[BEGIN Material for the task]

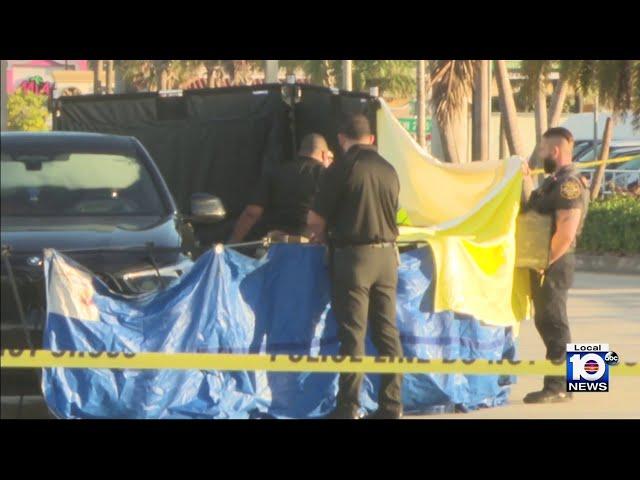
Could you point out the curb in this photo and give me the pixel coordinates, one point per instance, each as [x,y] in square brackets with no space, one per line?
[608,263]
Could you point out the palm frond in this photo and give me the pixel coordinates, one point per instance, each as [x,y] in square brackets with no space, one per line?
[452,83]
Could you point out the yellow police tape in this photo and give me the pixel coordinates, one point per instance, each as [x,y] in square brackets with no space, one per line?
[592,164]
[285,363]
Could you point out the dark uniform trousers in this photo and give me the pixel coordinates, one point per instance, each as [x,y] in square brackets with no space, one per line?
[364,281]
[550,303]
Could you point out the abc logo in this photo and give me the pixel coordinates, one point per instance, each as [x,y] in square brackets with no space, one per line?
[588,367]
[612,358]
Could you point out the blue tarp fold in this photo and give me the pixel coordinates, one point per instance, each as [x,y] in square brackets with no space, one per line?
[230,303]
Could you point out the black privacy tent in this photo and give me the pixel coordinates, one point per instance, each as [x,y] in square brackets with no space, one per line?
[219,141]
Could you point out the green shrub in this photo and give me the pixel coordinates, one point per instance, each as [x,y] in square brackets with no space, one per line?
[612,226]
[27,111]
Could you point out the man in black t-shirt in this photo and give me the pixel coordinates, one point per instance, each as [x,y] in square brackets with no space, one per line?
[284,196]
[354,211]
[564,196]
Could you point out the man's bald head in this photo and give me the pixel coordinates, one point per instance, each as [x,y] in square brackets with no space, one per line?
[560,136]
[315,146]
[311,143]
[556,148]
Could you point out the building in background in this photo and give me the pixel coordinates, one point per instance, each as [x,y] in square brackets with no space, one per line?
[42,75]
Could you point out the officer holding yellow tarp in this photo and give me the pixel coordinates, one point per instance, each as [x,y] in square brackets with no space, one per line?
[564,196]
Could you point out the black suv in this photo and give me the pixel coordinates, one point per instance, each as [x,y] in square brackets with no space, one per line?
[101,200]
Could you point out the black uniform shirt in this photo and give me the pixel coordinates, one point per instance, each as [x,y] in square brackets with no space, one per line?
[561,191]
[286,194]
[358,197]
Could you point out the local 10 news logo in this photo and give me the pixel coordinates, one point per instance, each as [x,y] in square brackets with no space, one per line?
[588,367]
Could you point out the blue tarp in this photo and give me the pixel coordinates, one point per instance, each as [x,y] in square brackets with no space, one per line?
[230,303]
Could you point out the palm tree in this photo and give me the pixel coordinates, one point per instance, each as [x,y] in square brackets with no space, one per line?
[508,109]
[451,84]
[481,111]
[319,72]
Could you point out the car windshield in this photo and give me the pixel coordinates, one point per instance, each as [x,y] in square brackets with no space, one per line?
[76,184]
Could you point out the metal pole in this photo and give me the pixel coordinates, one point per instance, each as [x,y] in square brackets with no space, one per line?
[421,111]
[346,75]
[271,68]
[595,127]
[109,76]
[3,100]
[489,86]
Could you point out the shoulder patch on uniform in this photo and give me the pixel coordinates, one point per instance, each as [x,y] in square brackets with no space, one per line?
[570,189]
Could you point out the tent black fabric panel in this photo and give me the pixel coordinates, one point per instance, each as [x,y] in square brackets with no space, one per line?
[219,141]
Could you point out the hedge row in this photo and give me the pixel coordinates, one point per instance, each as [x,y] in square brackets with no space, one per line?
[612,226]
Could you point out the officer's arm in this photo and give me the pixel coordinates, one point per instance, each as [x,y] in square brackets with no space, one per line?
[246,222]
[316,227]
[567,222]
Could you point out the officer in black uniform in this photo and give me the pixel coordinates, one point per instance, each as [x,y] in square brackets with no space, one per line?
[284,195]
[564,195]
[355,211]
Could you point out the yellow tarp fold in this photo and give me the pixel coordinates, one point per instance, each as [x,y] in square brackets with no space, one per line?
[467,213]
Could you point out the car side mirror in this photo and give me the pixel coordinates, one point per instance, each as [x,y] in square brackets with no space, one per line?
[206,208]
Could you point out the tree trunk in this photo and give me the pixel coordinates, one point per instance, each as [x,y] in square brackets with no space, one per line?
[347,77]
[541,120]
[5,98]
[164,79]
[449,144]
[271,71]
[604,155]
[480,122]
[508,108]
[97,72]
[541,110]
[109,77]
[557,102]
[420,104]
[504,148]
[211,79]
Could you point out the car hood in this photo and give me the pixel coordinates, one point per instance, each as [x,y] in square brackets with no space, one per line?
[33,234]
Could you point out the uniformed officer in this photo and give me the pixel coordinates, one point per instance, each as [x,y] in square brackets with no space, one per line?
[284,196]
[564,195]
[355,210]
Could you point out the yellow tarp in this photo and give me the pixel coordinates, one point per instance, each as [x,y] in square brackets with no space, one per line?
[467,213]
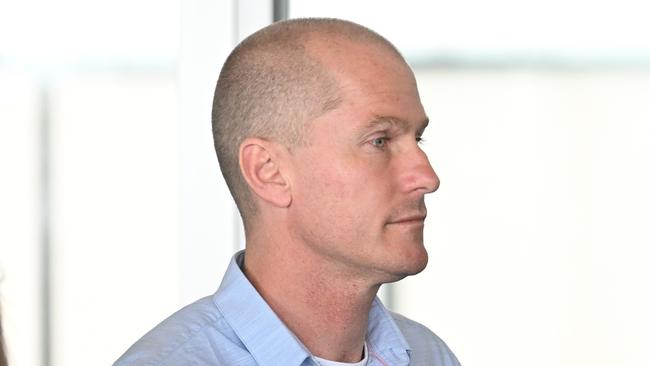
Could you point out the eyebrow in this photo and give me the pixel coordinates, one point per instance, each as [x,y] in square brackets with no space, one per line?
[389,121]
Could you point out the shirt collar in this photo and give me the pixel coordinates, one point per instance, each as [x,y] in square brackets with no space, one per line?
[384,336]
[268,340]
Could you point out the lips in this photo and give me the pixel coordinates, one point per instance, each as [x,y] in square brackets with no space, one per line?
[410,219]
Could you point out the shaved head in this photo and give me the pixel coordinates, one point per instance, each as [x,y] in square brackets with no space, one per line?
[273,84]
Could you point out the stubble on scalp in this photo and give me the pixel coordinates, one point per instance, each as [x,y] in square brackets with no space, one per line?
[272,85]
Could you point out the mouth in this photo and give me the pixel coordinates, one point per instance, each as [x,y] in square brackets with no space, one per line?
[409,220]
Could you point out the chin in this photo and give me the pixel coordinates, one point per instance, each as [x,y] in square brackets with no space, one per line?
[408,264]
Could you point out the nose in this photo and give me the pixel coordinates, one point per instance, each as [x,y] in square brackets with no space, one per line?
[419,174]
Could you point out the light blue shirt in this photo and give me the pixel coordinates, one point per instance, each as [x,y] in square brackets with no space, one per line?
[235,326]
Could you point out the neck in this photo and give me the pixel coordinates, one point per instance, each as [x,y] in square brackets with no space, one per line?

[END Material for the task]

# Problem description:
In this exercise, set down all of the data exactly, without the pictures.

# Full answer:
Could you point out the curb in this photo and give me the pixel coordinates, one point per instance, each as [x,y] in square brackets with no space, one per line?
[608,263]
Could you point out the palm frond in this photo and give me the pixel coordinates, one point per instance, each as [x,y] in square brackets with no space, one per line?
[452,83]
Could you point out the yellow police tape in this photo and give me the pixel coordinates, one point per instance, each as [x,y] in square brackets with no space, one per line?
[592,164]
[285,363]
Could you point out the dark uniform trousers in this photo and give me the pixel coordinates, one point per instance, each as [x,y] in square brackets with no space, one per line?
[364,281]
[550,303]
Could you point out the abc logo in this photo and give me the pixel coordinates, one point per instance, each as [x,y] in square brackets with no space, one per line?
[588,367]
[612,358]
Could you point out the blue tarp fold in this photo and give me the pixel coordinates, one point per instance, each as [x,y] in square brackets with no space, one per line?
[230,303]
Could you point out the black privacy tent in this photo and give me the pixel coordinates, one point per instance, each as [x,y] in square brackets with no space, one per line?
[219,141]
Could you point out the green shrub in this photo and give me the pixel coordinates, one point per instance, each as [x,y] in square brackets with no space, one per line?
[612,226]
[27,111]
Could you point out the man in black t-shirt in this photo and give me the pixel coordinates, one point per instance, each as [x,y] in square brackets with no space, one per line?
[284,196]
[354,211]
[564,196]
Could you point out the man's bald head in this photo and give me the pixel coordinates, one point per instance, each as [x,y] in square brackets with no space, one per line?
[560,136]
[315,146]
[311,143]
[556,148]
Could you point out the building in background in this photo and give me the pixel coordinates, one point per instance, each as [x,y] in square brackets with no space, one per line?
[42,75]
Could you point out the officer holding yellow tarp in this photo and give me the pixel coordinates, one point per instance, each as [x,y] in square brackets with no space, one per line?
[564,196]
Could you point out the black suv in this photo and give me the pixel coordinates, one point per instance, each as [x,y] in square brackets with no space, one per line?
[101,200]
Could you point out the black uniform shirt in this photo and give me the pixel coordinates, one point per instance, each as [x,y] in square brackets with no space, one per line?
[561,191]
[286,194]
[358,197]
Could you point out the local 10 news logo in this photo and give me the pixel coordinates, one point per instance, each as [x,y] in square brackets with no space, one per line?
[588,367]
Could you point out the blue tarp in this photo and give me the pixel coordinates, one point per instance, each as [x,y] in square brackets with no space, one per line?
[230,303]
Could you point out the palm tree in this photo and give me the pixel coordinates, one point per instance, each as [x,y] in square brackets with no space, one per line?
[508,109]
[451,84]
[481,111]
[319,72]
Could you point out the car windshield in this photo and give me the pixel coordinates, one point per instance, each as [x,y] in square brackets with no space, one per line?
[76,184]
Could you point out the metal pole in this photo and give me the pixel coordinates, one point per instance, each as [x,y] in square brackets with no space, one per line?
[421,111]
[346,75]
[271,68]
[595,127]
[109,76]
[3,100]
[489,86]
Could you point out the shoulder patch on uniform in this photo and give me the pixel coordinates, one point per instance, each as [x,y] in square brackets with no space, one per line?
[570,189]
Could you point out the tent black fabric panel in this photo and give me the pixel coordinates, one point per instance, each as [x,y] in square brackets with no space, one per line?
[219,141]
Could you point out the hedge row in this photo and give me the pixel coordinates, one point per instance, each as [x,y] in square brackets with no space, one per line?
[612,226]
Could you point out the officer's arm in this photo and give me the pixel coordinates, one point per instance, each as [x,y] in square brackets with no space, one per line?
[246,222]
[316,227]
[567,222]
Could you point out the officer in black uniform in this photo and give me the pixel coordinates, one point per instance, each as [x,y] in square brackets with no space, one per line?
[284,195]
[564,195]
[355,211]
Could you point out the yellow tarp fold in this photo and give me the pixel coordinates, one point per instance, each as [x,y] in square brackets with no space, one per line?
[467,213]
Could you point out the car side mirror in this photo and give me the pixel coordinates, one point per instance, each as [x,y] in square brackets with no space, one per line?
[206,208]
Could you point out the tree trunk in this photo and give me the pixel coordinates, one point per instance, each as [x,y] in square brackets with no space, one per line?
[347,77]
[541,120]
[5,98]
[164,79]
[449,144]
[271,71]
[604,155]
[480,122]
[508,108]
[97,72]
[541,110]
[109,77]
[557,102]
[420,104]
[504,148]
[211,79]
Could you point out the car hood in this photo and give me the pixel coordinates, one point per instance, each as [x,y] in square brackets with no space, one per line?
[33,234]
Could you point out the uniformed officer in this photo and give me the pixel coordinates, one point per instance, each as [x,y] in square brackets with no space, one per line?
[284,196]
[564,195]
[355,210]
Could you point out the yellow tarp in this photo and give me the pixel coordinates, one point per instance, each as [x,y] in square brackets with no space, one per line?
[467,213]
Could you point out the eyebrow in this photo and give me the pixel coordinates, one point per instance, each as [x,y] in square brackets with no space, one per line?
[389,121]
Could you point out the shirt collar in this photo and give me the pixel coordinates, one point per instance, each as [x,y] in square brackets with no space, one per line?
[384,336]
[268,340]
Could you point out the lips in this photo and give me the pixel coordinates, one point per instance, each as [x,y] in square brackets with no space, one per line?
[410,219]
Could you point out the shaved head in this photo and give me the pixel coordinates, one point per instance, each as [x,y] in square brackets with no space, one per line?
[273,84]
Could you point out the stubble on scalp in this photo and give me the pixel coordinates, one point per instance, each as [x,y] in square brackets with no space, one per line?
[272,85]
Could you point out the mouth in this photo and give me the pixel coordinates, one point per instance, each as [x,y] in square brackets with no space, one per line?
[409,220]
Could you point out the chin in this photo and give me the pixel coordinates, one point per instance, each as [x,y] in square brackets with no space, one per line?
[408,264]
Could you point out the nose in this photo and give me the pixel coordinates, one point per instance, each as [x,y] in square brackets with no space, one per line?
[419,174]
Could you point out the light blue shirt in this photo and give me the pixel coordinates, one point per instance, each as [x,y] in square brackets with no space, one per line?
[235,326]
Could you point out the neck in this photo and give me the pixel coordinates, one point per instance, each as [x,y] in square brackets with no space, one per line?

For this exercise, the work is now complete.